Introduction to Mendelian Genetics
Mendelian genetics refers to the principles of inheritance as described by Gregor Mendel, an Austrian scientist who conducted groundbreaking experiments with pea plants in the mid-19th century. Mendelian genetics laid the foundation for our understanding of how traits are passed from one generation to the next.
Slides align to Chapter 12, Section 1, Miller and Levine Biology (Bee Book)
Key concepts of Mendelian genetics include:
Genes and Alleles: Mendel proposed the existence of discrete units of heredity, which we now call genes. Each gene can have different forms called alleles.
Dominance and Recessiveness: Mendel observed that some alleles are dominant, meaning that they mask the effects of recessive alleles when present. Recessive alleles are only expressed when an individual inherits two copies of the recessive allele.
Segregation: During the formation of gametes (sperm and egg cells), alleles segregate or separate from each other. Each gamete carries only one allele for each gene.

Extracted material =

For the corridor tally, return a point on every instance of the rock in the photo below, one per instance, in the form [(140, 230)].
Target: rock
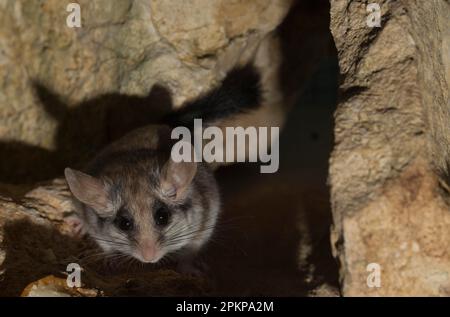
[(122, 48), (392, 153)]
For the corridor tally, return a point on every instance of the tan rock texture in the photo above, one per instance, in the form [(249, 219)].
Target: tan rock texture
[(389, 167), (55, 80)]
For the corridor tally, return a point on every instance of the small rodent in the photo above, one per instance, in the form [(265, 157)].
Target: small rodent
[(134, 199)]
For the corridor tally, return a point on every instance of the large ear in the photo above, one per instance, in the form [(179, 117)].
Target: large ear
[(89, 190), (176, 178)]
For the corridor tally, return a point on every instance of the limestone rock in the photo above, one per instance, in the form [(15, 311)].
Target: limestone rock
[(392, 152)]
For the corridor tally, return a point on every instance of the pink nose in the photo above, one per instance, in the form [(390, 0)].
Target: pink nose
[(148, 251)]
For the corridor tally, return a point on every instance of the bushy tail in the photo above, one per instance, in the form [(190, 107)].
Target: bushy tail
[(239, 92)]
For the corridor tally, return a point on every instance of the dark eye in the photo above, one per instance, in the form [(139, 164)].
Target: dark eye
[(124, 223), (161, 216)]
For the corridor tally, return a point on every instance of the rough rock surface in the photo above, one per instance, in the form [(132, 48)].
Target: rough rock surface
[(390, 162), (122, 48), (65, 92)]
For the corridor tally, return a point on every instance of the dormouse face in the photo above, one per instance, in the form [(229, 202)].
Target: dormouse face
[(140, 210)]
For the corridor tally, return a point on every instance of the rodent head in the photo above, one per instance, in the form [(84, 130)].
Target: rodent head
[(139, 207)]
...
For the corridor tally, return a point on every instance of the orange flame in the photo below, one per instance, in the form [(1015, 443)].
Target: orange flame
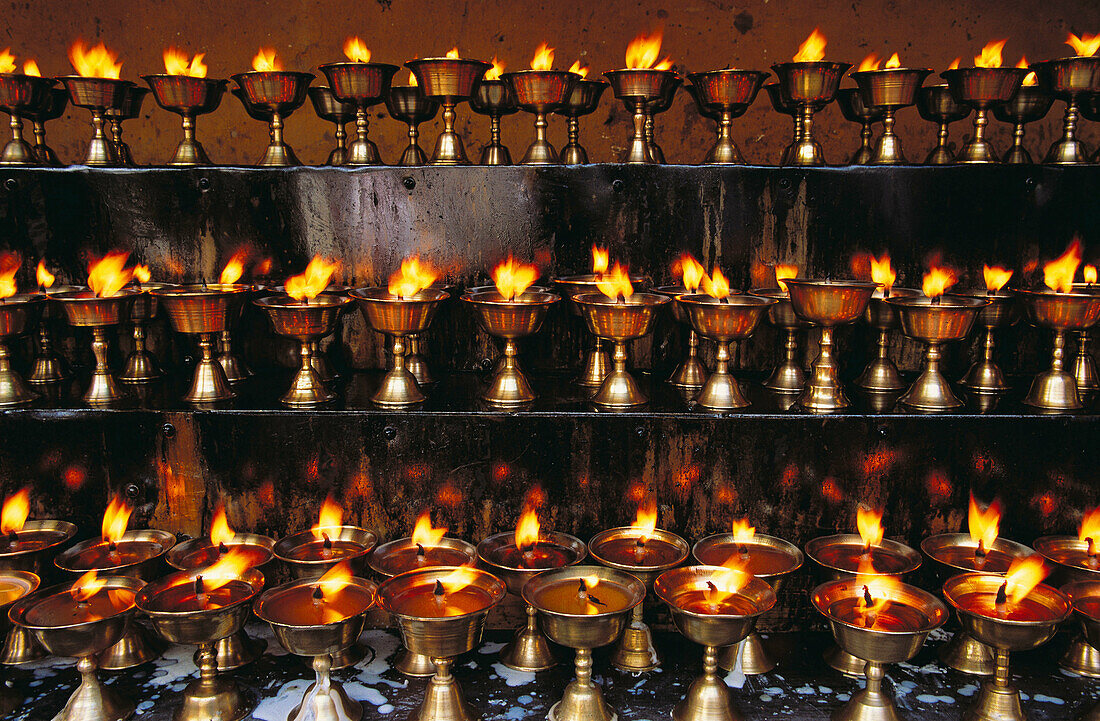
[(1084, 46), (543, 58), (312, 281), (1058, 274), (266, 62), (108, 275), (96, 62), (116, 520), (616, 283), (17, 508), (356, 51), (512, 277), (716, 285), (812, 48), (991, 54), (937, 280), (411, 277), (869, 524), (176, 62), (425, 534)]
==
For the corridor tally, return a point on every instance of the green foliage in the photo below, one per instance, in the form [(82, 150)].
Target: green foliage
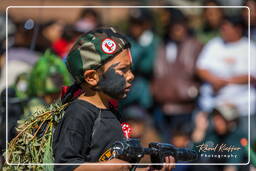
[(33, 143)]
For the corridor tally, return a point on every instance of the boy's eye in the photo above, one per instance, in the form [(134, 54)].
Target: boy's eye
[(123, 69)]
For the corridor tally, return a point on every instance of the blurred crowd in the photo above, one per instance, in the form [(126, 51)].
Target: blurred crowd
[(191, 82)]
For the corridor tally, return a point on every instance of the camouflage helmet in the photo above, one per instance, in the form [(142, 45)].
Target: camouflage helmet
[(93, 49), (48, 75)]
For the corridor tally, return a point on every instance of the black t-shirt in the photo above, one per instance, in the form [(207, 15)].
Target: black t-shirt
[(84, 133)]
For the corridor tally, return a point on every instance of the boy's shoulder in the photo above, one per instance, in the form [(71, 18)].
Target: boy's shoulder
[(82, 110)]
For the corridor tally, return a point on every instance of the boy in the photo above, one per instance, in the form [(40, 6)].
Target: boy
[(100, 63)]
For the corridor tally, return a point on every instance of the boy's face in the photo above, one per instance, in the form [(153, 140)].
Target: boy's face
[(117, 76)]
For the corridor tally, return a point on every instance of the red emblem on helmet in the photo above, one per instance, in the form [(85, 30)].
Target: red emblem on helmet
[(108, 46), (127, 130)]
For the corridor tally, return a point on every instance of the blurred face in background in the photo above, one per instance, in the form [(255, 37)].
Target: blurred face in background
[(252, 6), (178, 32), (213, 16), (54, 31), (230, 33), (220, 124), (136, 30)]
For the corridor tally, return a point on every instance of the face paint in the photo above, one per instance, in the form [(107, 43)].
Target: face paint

Exercises to complete =
#1 Decide whether each statement agrees with the text on Mendelian genetics. For each one, answer yes or no and quote the words of the text that decide it.
(a) Mendel experimented with pea plants in the mid-19th century.
(b) A recessive allele is expressed when an individual inherits a single copy of it.
(c) Each gamete carries two alleles for each gene.
#2 According to the text on Mendelian genetics, what are the different forms of a gene called?
#3 Transcribe everything in the text on Mendelian genetics from "Slides align to" down to "forms called alleles.".

List of solutions =
#1
(a) Yes: "conducted groundbreaking experiments with pea plants in the mid-19th century"
(b) No: "Recessive alleles are only expressed when an individual inherits two copies of the recessive allele."
(c) No: "Each gamete carries only one allele for each gene."

#2 Alleles.

#3
Slides align to Chapter 12, Section 1, Miller and Levine Biology (Bee Book)
Key concepts of Mendelian genetics include:
Genes and Alleles: Mendel proposed the existence of discrete units of heredity, which we now call genes. Each gene can have different forms called alleles.